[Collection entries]
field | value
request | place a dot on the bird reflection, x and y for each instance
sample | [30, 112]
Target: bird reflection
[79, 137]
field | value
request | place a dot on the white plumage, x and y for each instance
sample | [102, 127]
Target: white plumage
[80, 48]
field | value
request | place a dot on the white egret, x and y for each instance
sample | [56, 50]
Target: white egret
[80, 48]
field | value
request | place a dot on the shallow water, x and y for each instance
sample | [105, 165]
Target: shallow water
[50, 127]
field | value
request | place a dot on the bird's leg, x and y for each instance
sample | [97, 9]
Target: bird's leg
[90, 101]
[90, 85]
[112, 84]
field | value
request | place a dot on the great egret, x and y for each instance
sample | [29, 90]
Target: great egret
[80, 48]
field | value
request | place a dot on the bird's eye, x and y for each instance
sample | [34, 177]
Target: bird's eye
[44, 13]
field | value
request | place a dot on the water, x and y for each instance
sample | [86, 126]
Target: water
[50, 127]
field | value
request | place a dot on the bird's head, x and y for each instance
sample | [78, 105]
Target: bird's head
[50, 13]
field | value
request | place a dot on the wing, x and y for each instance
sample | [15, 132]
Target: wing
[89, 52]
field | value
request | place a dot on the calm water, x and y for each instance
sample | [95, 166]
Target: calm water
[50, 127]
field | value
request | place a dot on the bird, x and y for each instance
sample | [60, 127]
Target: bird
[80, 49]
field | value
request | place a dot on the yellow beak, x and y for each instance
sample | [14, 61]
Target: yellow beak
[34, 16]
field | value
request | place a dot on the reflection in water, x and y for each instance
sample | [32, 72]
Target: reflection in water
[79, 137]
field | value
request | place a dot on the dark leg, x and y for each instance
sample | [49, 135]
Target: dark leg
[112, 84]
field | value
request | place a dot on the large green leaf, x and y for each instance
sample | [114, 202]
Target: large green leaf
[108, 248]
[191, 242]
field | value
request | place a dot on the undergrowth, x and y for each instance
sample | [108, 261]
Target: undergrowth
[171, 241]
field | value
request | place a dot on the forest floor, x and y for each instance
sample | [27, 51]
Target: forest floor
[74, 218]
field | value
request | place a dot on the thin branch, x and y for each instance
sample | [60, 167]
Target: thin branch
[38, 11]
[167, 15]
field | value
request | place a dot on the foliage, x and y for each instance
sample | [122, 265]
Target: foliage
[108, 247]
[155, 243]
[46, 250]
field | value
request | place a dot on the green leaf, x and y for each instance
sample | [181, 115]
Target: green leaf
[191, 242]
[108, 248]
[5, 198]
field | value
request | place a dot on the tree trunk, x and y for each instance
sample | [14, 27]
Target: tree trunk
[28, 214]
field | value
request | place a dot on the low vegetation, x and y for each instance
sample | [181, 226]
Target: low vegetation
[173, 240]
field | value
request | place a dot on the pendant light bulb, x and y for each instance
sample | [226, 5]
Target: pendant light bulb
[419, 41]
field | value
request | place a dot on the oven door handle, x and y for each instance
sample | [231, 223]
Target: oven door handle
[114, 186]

Exercise goal
Reproduce the material exactly, with every line intact.

Response to this exercise
field | value
request | place a dot on the bird reflection, x and y for each instance
sample | [30, 112]
Target: bird reflection
[79, 137]
field | value
request | place a dot on the white plumage, x and y for each instance
sample | [102, 127]
Target: white plumage
[80, 48]
field | value
request | place a dot on the white egret, x and y for each instance
sample | [56, 50]
Target: white egret
[80, 48]
field | value
request | place a dot on the shallow water, x and y for each instance
sample | [105, 165]
Target: shallow water
[50, 127]
field | value
request | place a dot on the bird's leg, x and y for each instance
sample | [97, 9]
Target: bird's leg
[90, 101]
[90, 85]
[112, 84]
field | value
request | place a dot on the great egret, x and y for each instance
sample | [29, 90]
Target: great egret
[80, 48]
field | value
request | place a dot on the bird's eye, x and y for each instance
sample | [34, 177]
Target: bird's eye
[44, 13]
field | value
request | place a dot on the water, x and y for each instance
sample | [86, 126]
Target: water
[50, 127]
field | value
request | place a dot on the bird's head, x and y for each instance
sample | [78, 105]
Target: bird's head
[50, 13]
field | value
request | place a dot on the wing, x and y for each instance
sample | [15, 132]
Target: wing
[89, 52]
field | value
request | place a dot on the calm water, x and y for each instance
sample | [95, 166]
Target: calm water
[50, 127]
field | value
request | place a dot on the bird, x and y for each instance
sample | [60, 127]
Target: bird
[80, 49]
field | value
request | place a dot on the yellow beak, x and y for each instance
sample | [14, 61]
Target: yellow beak
[34, 16]
field | value
request | place a dot on the reflection in water, x and y for each instance
sample | [32, 72]
Target: reflection in water
[79, 137]
field | value
request | place a dot on the dark leg, x and y for each instance
sample | [49, 135]
Target: dark leg
[112, 84]
field | value
request | place a dot on the large green leaf, x and y for each instance
sample | [114, 202]
Target: large green leaf
[108, 248]
[191, 242]
field | value
request | place a dot on the undergrowth, x and y for each instance
sample | [108, 261]
Target: undergrowth
[171, 241]
field | value
request | place a dot on the forest floor, x and y for each instance
sample | [27, 51]
Target: forest floor
[74, 218]
field | value
request | place a dot on the thin branch, x and y for each instance
sample | [60, 167]
Target: thin branch
[38, 11]
[167, 15]
field | value
request | place a dot on the foliage, x and y for each instance
sample | [122, 265]
Target: foliage
[108, 247]
[155, 243]
[46, 250]
field | value
request | place a dot on the green leaf, x and y for each instance
sample | [181, 115]
Target: green leaf
[191, 242]
[108, 248]
[5, 198]
field | value
request | place a dot on the tree trunk, x and y for each instance
sample | [14, 27]
Target: tree trunk
[28, 214]
field | value
request | place a dot on the low vegetation, x and y for each instance
sample | [181, 226]
Target: low vegetation
[173, 240]
field | value
request | place a dot on the pendant light bulb, x and y for each instance
sample | [226, 5]
Target: pendant light bulb
[419, 41]
field | value
request | place a dot on the oven door handle, x and y for each instance
sample | [231, 223]
Target: oven door handle
[114, 186]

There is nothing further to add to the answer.